§ What to work on: Reproduce the line that contains "the green grass." and every line after it through the end of the records, exactly, with nothing added.
::::::
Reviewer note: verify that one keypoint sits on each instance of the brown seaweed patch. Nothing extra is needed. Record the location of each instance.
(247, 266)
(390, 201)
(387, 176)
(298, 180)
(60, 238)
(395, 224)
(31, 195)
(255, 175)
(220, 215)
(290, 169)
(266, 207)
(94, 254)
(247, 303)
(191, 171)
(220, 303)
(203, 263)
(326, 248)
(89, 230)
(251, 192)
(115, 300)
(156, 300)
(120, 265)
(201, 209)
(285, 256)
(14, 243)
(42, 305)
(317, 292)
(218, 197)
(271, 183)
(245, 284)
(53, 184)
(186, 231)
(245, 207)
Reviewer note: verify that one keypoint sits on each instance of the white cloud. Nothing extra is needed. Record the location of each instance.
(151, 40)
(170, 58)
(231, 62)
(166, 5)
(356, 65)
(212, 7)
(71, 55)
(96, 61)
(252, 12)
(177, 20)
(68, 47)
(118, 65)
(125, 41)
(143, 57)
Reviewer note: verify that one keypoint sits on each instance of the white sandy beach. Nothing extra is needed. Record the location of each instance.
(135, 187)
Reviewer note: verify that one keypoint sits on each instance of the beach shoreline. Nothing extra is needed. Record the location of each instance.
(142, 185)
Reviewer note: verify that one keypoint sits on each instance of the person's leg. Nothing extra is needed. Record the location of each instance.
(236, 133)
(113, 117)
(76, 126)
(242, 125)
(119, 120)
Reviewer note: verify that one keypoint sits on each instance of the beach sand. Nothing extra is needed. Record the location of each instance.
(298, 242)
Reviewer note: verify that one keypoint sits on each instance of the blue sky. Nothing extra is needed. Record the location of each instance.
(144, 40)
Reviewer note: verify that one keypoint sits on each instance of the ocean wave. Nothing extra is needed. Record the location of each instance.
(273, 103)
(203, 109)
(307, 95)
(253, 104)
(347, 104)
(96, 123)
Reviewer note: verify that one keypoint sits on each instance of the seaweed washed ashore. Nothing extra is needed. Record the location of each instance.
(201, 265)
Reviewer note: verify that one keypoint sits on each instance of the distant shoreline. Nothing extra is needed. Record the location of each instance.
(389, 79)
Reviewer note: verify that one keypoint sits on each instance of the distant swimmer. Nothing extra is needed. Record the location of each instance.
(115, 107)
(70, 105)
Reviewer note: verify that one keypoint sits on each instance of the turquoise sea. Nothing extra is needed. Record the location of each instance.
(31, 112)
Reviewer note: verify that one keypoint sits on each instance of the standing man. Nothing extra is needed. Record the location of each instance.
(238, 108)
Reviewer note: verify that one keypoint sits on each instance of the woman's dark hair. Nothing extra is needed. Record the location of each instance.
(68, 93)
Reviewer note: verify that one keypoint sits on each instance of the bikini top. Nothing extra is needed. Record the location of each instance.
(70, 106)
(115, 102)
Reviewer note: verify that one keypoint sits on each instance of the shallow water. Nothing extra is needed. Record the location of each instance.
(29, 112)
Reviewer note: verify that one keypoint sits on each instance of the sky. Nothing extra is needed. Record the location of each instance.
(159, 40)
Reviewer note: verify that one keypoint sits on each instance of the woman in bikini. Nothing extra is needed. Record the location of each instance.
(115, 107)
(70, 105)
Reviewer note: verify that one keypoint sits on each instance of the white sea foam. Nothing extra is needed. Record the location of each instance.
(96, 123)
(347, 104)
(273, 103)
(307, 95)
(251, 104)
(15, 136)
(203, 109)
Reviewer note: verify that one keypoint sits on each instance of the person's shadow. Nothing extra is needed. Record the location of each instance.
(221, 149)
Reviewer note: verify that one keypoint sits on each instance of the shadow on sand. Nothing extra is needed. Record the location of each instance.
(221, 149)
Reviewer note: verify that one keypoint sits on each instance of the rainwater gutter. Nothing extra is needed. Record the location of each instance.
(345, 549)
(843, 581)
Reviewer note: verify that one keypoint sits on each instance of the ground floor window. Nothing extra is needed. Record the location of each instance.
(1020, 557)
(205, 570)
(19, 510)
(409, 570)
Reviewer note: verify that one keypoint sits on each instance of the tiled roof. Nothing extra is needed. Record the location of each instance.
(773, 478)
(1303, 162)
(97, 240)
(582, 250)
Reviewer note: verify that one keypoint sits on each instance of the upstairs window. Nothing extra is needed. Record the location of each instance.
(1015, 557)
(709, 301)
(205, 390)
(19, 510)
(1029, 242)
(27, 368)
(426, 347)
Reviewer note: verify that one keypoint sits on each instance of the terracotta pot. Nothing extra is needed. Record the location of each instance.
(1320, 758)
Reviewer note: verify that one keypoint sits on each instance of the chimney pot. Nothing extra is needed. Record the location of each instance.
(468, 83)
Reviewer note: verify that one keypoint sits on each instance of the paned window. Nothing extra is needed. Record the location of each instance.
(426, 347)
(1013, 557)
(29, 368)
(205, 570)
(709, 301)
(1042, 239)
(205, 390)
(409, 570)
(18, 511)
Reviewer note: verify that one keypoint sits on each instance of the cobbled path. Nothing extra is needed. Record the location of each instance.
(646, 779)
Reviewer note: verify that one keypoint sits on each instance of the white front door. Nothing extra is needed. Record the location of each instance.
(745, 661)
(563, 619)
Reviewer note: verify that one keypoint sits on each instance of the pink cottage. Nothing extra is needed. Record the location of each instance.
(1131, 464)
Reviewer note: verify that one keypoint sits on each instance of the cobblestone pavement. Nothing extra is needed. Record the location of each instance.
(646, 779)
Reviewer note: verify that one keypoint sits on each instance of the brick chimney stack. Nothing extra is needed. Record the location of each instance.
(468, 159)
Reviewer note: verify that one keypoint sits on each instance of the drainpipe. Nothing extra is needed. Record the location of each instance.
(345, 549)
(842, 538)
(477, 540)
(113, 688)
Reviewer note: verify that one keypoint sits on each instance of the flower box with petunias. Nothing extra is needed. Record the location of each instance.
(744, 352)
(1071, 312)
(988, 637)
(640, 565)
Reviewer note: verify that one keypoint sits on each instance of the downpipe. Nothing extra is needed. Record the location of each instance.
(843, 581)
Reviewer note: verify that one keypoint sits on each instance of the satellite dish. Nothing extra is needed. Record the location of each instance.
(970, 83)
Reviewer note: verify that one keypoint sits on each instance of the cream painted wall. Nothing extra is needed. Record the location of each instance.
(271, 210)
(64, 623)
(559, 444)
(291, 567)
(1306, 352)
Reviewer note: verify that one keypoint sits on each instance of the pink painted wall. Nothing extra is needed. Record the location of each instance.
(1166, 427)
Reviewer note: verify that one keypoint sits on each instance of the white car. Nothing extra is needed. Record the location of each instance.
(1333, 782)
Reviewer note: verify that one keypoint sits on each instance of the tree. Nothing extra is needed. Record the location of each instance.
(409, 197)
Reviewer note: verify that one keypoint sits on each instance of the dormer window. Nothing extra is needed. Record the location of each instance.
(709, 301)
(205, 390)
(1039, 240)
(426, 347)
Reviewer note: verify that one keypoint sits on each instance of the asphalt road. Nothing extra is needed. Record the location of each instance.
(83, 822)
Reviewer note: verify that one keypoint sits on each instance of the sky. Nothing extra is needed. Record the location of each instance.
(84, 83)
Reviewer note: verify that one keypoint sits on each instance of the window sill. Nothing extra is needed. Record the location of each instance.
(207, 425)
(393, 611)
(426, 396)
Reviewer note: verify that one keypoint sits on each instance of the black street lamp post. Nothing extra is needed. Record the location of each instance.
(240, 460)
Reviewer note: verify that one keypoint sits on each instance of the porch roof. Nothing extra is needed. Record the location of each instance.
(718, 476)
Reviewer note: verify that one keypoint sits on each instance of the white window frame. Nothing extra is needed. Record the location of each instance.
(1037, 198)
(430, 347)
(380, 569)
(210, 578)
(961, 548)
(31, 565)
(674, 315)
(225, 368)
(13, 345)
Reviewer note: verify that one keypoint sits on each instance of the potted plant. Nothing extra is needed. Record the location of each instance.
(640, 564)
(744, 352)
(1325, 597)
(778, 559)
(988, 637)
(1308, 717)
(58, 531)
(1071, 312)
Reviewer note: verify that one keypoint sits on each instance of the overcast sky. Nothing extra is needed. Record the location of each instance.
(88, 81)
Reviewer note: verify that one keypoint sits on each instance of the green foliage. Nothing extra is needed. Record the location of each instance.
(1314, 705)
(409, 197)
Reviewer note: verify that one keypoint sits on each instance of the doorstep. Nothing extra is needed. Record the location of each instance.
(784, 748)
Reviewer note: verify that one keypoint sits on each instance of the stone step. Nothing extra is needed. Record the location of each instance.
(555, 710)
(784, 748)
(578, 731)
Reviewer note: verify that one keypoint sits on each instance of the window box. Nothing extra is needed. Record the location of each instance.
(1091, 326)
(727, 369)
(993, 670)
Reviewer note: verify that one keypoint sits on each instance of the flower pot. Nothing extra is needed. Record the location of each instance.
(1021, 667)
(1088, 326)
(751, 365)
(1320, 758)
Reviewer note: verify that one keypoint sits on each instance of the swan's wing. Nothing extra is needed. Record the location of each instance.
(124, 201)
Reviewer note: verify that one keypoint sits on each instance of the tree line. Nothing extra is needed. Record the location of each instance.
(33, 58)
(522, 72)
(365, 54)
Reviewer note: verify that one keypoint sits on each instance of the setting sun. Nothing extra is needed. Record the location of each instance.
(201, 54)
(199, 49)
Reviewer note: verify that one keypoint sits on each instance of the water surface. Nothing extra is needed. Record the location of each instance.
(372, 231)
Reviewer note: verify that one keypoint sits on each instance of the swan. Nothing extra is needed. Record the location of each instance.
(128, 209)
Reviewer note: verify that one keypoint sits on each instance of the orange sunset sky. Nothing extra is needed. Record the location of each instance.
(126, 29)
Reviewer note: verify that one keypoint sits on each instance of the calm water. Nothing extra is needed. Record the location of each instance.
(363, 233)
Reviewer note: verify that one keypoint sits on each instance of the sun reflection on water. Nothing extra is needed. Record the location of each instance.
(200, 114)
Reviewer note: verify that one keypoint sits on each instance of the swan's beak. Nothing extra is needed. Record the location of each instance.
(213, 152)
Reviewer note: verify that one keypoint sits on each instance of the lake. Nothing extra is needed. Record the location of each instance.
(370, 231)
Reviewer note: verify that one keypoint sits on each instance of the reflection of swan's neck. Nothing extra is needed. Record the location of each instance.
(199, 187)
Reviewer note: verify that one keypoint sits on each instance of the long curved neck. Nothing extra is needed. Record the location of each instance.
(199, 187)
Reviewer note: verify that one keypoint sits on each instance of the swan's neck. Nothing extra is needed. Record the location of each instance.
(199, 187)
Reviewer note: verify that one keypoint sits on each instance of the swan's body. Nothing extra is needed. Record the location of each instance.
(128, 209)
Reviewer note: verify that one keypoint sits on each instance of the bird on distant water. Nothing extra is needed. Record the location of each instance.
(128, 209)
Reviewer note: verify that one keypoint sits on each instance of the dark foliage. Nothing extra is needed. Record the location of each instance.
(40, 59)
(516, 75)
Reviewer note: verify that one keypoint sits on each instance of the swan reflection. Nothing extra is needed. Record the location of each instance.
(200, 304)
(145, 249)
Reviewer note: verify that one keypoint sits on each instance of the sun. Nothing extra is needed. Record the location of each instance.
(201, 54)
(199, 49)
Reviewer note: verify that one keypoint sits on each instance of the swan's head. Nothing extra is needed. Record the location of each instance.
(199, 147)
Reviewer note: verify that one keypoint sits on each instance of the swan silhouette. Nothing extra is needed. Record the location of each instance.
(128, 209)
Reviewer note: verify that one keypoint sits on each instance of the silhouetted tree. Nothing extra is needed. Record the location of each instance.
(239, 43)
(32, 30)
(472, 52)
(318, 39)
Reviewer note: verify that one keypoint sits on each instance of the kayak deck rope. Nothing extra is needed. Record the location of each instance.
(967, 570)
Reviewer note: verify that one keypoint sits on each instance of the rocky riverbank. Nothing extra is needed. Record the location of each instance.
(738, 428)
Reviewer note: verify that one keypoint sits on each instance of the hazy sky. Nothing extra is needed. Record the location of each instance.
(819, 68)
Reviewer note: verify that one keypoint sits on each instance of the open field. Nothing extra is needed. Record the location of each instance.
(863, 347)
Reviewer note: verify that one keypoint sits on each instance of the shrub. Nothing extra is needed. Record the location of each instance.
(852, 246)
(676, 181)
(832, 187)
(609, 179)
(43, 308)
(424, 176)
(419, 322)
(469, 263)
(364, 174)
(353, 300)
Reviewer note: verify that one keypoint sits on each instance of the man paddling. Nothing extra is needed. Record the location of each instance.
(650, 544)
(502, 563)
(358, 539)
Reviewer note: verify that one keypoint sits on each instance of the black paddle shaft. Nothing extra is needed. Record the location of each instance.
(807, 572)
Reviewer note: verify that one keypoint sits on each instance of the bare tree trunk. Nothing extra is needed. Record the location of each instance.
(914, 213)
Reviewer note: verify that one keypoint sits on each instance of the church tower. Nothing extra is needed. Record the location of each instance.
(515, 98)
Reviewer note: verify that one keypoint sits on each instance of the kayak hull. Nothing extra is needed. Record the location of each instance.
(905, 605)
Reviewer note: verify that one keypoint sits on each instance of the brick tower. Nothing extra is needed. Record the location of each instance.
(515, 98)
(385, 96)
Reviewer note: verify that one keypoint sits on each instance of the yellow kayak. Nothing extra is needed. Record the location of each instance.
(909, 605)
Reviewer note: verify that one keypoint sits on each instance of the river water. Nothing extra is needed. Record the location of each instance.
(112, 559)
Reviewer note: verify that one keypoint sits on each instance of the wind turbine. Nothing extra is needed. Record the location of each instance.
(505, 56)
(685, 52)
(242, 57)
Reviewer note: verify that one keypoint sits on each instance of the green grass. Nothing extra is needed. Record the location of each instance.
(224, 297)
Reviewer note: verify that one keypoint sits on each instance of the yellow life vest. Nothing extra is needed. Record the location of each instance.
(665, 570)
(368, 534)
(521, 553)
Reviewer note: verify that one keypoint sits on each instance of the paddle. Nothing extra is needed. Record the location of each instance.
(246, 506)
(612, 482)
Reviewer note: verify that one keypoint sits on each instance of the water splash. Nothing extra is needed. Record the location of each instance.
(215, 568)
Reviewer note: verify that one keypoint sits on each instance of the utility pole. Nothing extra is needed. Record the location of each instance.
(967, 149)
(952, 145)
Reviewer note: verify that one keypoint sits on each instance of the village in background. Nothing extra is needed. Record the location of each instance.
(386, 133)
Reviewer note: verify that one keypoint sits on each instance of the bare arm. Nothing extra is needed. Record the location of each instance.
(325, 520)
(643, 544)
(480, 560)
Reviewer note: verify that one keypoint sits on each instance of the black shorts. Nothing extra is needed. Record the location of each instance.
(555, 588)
::::::
§ Written solution:
Reviewer note: verify that one keypoint sits on each instance of the green grass. Nothing extra is needed. Record the location of each instance.
(224, 297)
Reviewer note: verify that one keypoint sits on each instance of the yellow life vest. Nothing extra is needed. Record the location of each instance.
(665, 570)
(368, 534)
(521, 553)
Reviewer note: verify that one keypoint sits on each instance of the paddle. Nothing extra is needed. Record the location of each instance.
(246, 506)
(612, 482)
Reviewer note: verify that one keypoint sits on each instance of the water splash. Nothing extra is needed. Record the location of each instance.
(215, 568)
Reviewer note: verify that one keypoint sits on each instance of the utility pole. Nothing extra is needed. Record the location of each instance.
(967, 149)
(952, 145)
Reviewer note: verify that one keypoint sits on each instance of the village in background. Nothing extra is needed. Record the location of each instance.
(386, 133)
Reviewer note: verify that one keypoint sits on each instance of the bare arm. Nothing extra is needed. Record the location of each instance.
(325, 520)
(643, 544)
(480, 560)
Reviewer note: verify that one keypoint sits on each instance of the black shorts. Nothing extra is needed. Record the location of each instance.
(555, 588)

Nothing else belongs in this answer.